- [Records from a collection]
▼▼▼

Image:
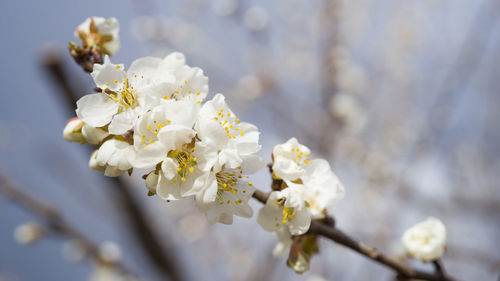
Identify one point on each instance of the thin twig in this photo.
(55, 222)
(155, 248)
(338, 236)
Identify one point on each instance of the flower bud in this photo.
(100, 33)
(73, 131)
(28, 233)
(93, 135)
(93, 163)
(152, 182)
(426, 240)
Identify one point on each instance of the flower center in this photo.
(229, 184)
(288, 212)
(229, 123)
(126, 96)
(186, 162)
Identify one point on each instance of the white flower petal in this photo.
(174, 136)
(95, 109)
(122, 122)
(149, 156)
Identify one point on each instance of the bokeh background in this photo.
(402, 97)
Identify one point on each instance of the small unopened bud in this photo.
(426, 240)
(73, 130)
(93, 135)
(28, 233)
(74, 50)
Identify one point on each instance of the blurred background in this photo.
(400, 96)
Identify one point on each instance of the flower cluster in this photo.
(304, 189)
(153, 116)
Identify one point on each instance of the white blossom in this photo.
(120, 103)
(165, 135)
(112, 158)
(93, 135)
(426, 240)
(290, 160)
(320, 187)
(222, 132)
(285, 208)
(171, 78)
(100, 32)
(73, 131)
(226, 192)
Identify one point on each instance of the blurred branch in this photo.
(167, 265)
(338, 236)
(55, 221)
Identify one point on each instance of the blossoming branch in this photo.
(154, 115)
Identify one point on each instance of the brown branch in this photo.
(338, 236)
(55, 222)
(155, 248)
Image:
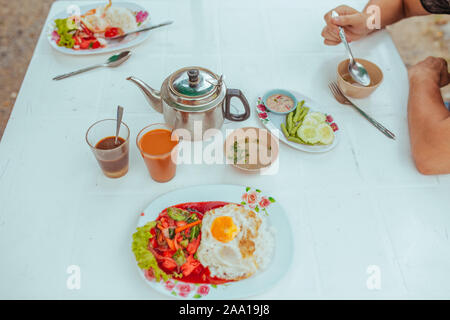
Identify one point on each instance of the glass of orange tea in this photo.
(111, 156)
(158, 145)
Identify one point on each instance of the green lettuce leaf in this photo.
(144, 257)
(63, 27)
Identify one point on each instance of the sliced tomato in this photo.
(190, 265)
(111, 32)
(95, 44)
(169, 263)
(180, 223)
(193, 245)
(168, 253)
(154, 242)
(165, 222)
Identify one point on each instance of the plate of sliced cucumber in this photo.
(307, 127)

▲▲▲

- [ABOUT THIS TASK] Copy out exactly the lines from the one containing "Identify one point on each instance of the green" through the last line above, keeping both end lines.

- [EXERCISE SOLUTION]
Identify one point on each instance of the green lettuce leaf in this photo.
(144, 257)
(63, 27)
Identify one point on each instance of the sliced tomato in this photo.
(190, 265)
(111, 32)
(95, 44)
(169, 263)
(180, 223)
(193, 245)
(168, 253)
(154, 242)
(165, 222)
Identify one point on each instance of the plate of sliced cucumber in this photo.
(307, 127)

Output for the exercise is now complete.